Items from a dataset

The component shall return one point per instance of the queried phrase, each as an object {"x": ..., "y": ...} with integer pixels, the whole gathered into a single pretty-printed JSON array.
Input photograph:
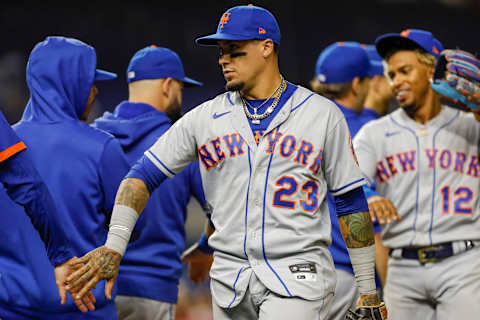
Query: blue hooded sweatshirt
[
  {"x": 24, "y": 186},
  {"x": 81, "y": 166},
  {"x": 151, "y": 267}
]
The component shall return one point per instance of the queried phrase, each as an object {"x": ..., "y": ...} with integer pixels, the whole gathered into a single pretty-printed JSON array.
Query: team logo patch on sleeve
[{"x": 304, "y": 272}]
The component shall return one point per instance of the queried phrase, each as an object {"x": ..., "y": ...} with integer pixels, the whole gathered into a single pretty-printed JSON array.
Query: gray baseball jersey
[
  {"x": 268, "y": 200},
  {"x": 429, "y": 172}
]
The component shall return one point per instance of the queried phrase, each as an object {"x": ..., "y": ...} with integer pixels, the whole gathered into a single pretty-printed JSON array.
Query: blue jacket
[
  {"x": 81, "y": 166},
  {"x": 338, "y": 248},
  {"x": 25, "y": 187},
  {"x": 151, "y": 267}
]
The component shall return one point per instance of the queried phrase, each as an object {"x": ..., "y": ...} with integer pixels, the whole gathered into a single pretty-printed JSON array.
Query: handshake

Exercise task: Please write out all the rows above word for word, leaving out the picture.

Complete response:
The component shall return one point per instance of the queried phrase, each as an object {"x": ..., "y": ...} with integer pixels, the whole gathered into a single pretty-printed JSON array.
Input photograph:
Query: blue hooded sweatshirt
[
  {"x": 24, "y": 186},
  {"x": 81, "y": 166},
  {"x": 151, "y": 267}
]
The component shall return one point per instance of the queried phrase, each as an object {"x": ..., "y": ...} with integer pixels, the whole gathered into a single pretty-printed JSON array.
Query: team logo patch on sleeve
[{"x": 304, "y": 272}]
The component shall return one point per instance of the queried phrase, each as an object {"x": ..., "y": ...} with integer pixels, the whole gathered into a single pretty-printed JSON array.
Query: gray baseball jersey
[
  {"x": 268, "y": 200},
  {"x": 429, "y": 172}
]
The component shall return one point per instance of the queried phrase, each as an object {"x": ..., "y": ...} with integer pixels, the whole gathered into a single pretty-printed JSON array.
Query: blue jacket
[
  {"x": 81, "y": 166},
  {"x": 338, "y": 248},
  {"x": 25, "y": 187},
  {"x": 151, "y": 267}
]
The component shall return one point per instance of the queried phrase, each as an object {"x": ..., "y": ...} with integer pixels, the whole gathered into a single pretty-printed JSON array.
Query: handshake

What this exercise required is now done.